How many lines in the data below include the word "tree"? Respond with the number, nothing more.

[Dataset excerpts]
'''
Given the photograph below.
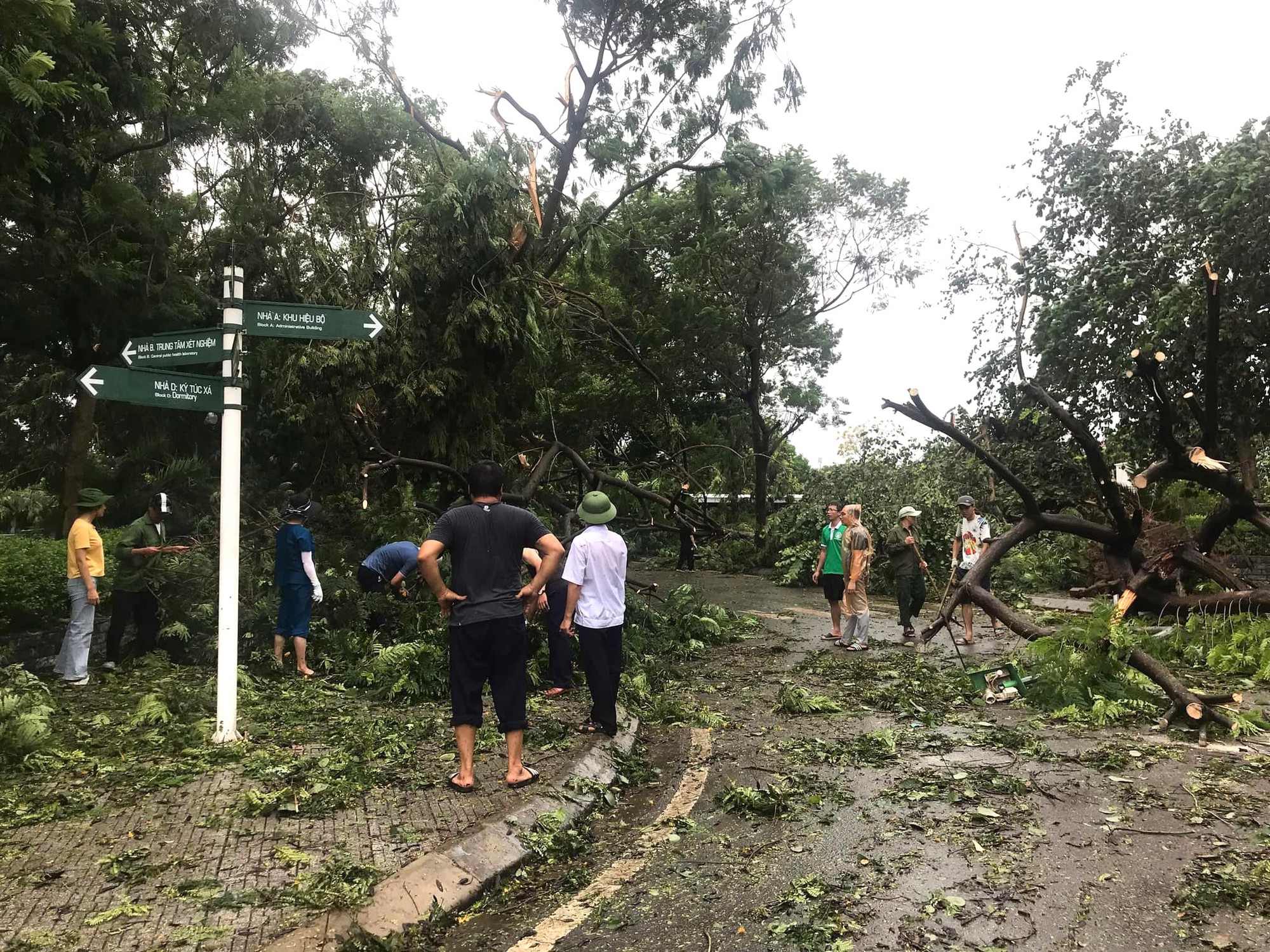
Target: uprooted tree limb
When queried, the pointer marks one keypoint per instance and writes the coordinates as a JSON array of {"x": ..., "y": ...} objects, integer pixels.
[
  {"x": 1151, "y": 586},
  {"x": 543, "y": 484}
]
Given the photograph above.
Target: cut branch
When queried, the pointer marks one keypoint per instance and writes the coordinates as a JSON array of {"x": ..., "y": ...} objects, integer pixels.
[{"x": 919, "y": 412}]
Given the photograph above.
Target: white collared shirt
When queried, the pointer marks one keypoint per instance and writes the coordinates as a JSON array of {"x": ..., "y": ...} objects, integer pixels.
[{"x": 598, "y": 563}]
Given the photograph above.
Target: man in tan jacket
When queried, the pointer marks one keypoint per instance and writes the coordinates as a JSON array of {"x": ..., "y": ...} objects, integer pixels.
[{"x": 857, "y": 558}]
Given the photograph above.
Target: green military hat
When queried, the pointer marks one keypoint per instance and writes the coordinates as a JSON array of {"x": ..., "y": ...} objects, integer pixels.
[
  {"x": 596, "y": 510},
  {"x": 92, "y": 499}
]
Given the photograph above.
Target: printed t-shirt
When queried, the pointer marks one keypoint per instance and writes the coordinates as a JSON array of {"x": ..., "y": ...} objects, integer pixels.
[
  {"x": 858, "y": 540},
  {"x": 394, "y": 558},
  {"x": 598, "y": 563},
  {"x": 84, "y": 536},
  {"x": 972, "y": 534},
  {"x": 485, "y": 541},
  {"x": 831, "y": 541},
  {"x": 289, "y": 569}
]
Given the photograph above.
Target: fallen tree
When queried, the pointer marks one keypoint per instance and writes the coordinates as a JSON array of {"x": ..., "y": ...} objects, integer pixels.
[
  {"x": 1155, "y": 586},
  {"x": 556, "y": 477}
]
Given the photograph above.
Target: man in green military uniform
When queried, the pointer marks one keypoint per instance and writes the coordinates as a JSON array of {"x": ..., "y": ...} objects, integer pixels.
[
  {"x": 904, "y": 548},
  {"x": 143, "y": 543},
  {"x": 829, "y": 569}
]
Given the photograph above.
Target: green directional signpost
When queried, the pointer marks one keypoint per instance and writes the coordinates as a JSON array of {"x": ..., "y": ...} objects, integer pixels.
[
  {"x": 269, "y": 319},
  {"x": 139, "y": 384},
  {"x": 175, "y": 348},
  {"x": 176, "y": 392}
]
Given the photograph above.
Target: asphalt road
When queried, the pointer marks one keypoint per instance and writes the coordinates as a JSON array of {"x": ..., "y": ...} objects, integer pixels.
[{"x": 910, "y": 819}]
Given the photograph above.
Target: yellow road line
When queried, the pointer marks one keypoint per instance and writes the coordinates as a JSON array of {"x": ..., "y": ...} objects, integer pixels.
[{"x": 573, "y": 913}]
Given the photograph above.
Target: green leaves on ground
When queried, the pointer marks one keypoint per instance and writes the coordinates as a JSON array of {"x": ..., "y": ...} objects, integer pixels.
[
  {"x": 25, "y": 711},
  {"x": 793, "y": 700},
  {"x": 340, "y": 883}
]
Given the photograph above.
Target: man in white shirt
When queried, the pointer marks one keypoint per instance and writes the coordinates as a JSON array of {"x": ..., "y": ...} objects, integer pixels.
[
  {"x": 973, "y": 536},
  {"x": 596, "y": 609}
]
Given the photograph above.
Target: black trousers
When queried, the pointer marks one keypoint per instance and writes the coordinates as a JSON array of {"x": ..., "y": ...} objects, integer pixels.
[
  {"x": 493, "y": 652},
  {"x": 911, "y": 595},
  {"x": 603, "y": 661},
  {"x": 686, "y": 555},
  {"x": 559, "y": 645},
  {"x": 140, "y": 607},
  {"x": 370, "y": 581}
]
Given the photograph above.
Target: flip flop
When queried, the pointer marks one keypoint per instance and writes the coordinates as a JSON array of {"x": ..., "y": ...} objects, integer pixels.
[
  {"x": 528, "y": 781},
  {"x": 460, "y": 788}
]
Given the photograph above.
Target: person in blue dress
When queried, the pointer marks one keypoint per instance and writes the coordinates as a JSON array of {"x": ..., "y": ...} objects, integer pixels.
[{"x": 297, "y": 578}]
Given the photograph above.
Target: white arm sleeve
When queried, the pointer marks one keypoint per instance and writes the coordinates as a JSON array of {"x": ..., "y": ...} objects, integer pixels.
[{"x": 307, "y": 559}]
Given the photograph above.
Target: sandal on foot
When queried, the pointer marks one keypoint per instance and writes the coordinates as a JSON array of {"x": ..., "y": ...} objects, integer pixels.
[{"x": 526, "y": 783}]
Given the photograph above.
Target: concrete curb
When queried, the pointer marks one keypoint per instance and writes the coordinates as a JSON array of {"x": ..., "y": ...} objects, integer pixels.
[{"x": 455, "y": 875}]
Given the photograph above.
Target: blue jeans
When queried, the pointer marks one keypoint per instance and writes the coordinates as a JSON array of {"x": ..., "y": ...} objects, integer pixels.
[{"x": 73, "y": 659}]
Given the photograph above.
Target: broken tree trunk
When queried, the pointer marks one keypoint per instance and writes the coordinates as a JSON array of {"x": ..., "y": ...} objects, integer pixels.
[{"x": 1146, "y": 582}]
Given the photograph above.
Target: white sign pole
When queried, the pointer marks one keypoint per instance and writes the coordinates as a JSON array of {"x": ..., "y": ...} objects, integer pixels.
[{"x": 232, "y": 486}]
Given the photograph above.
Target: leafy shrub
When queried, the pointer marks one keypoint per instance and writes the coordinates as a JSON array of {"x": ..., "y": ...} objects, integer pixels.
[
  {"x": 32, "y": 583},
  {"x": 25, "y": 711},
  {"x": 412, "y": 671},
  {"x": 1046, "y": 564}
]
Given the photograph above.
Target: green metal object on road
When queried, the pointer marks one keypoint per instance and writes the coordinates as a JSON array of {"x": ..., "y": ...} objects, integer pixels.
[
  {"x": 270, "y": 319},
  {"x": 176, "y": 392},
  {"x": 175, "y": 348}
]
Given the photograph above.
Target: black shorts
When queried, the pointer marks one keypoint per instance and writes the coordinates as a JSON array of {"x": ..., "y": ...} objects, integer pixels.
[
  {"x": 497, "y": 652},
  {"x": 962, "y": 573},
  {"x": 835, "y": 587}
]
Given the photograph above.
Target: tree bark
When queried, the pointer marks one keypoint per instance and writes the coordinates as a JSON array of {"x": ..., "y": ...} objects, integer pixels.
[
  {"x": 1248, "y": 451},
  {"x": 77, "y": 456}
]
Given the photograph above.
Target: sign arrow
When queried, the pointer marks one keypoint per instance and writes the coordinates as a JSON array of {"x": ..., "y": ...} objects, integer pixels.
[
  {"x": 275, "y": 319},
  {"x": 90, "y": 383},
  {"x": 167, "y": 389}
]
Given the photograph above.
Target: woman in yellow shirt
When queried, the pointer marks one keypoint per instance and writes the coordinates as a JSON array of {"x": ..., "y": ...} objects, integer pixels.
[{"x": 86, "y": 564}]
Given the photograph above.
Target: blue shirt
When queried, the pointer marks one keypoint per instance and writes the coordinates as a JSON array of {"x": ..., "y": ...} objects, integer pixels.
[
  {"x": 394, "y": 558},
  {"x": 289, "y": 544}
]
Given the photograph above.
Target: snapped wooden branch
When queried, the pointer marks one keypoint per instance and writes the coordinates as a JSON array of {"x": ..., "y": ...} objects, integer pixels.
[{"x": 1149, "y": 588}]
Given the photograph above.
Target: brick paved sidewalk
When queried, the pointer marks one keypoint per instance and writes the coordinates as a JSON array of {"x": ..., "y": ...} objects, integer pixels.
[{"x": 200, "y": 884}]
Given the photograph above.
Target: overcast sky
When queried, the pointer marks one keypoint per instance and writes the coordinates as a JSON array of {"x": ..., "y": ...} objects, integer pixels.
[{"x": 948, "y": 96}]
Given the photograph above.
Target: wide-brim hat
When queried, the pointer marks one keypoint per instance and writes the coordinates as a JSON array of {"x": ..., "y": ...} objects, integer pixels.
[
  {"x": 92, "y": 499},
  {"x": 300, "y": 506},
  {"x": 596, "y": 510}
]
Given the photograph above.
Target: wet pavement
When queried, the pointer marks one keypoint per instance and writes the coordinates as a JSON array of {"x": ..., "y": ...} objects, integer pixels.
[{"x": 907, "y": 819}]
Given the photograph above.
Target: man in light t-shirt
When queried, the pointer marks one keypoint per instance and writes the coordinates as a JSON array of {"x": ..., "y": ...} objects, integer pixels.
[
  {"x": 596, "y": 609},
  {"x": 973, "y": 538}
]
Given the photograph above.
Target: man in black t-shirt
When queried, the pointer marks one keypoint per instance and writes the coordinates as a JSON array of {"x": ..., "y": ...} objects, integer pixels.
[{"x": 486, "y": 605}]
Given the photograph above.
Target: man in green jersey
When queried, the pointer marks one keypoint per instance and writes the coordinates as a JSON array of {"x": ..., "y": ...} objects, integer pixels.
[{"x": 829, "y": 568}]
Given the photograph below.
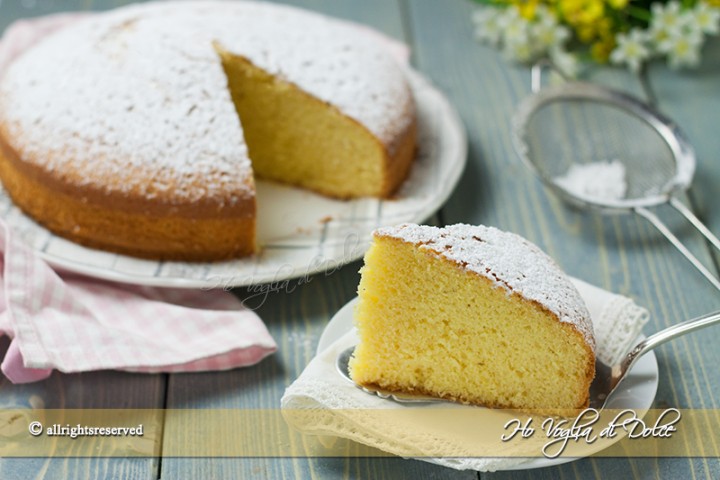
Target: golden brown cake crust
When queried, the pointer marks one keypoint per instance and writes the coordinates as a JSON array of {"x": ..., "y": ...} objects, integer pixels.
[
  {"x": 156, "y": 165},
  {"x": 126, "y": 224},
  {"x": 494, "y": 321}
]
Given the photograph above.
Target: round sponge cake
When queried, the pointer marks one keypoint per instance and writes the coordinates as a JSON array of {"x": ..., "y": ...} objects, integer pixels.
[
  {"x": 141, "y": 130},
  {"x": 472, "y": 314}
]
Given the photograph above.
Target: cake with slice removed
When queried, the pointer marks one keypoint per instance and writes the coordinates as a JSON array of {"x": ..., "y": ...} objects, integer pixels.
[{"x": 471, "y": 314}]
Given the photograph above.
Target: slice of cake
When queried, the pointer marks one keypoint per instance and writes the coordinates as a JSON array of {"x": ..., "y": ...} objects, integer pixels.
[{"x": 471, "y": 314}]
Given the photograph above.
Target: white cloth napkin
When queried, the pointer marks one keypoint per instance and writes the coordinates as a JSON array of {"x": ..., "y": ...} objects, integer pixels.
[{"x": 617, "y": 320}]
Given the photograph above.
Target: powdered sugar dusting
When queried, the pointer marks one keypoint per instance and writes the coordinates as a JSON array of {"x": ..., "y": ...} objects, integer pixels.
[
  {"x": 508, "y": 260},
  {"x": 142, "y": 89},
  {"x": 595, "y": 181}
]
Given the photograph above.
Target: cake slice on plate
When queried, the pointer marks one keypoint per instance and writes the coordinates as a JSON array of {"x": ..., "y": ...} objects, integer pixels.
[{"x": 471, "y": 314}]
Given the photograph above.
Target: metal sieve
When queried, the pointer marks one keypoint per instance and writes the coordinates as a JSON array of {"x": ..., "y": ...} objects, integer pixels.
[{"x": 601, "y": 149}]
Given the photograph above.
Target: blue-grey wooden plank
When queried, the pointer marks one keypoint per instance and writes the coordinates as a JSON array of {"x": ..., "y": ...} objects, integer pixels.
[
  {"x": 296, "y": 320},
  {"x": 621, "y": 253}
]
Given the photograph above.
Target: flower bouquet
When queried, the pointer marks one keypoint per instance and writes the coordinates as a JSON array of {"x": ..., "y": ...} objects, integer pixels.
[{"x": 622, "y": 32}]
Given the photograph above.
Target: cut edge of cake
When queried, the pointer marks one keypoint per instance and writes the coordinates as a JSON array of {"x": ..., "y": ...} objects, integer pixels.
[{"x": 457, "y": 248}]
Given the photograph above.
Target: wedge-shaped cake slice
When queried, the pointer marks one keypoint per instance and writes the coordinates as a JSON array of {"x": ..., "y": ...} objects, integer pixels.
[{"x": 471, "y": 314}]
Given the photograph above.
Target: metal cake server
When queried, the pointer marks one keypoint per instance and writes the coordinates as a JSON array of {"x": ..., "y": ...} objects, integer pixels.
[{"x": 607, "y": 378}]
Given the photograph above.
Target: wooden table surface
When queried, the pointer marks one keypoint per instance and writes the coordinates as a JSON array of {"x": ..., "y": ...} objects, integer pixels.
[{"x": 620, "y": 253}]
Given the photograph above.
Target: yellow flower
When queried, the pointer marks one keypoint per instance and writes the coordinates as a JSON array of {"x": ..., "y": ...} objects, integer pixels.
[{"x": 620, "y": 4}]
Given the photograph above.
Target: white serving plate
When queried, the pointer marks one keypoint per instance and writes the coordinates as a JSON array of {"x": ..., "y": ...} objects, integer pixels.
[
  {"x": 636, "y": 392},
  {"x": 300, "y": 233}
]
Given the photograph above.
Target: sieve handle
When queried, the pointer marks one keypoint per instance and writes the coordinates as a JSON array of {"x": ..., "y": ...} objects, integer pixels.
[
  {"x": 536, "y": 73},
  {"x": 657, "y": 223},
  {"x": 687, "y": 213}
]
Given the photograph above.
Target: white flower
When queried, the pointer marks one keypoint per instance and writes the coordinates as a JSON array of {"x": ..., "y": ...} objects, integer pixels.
'''
- [Task output]: 4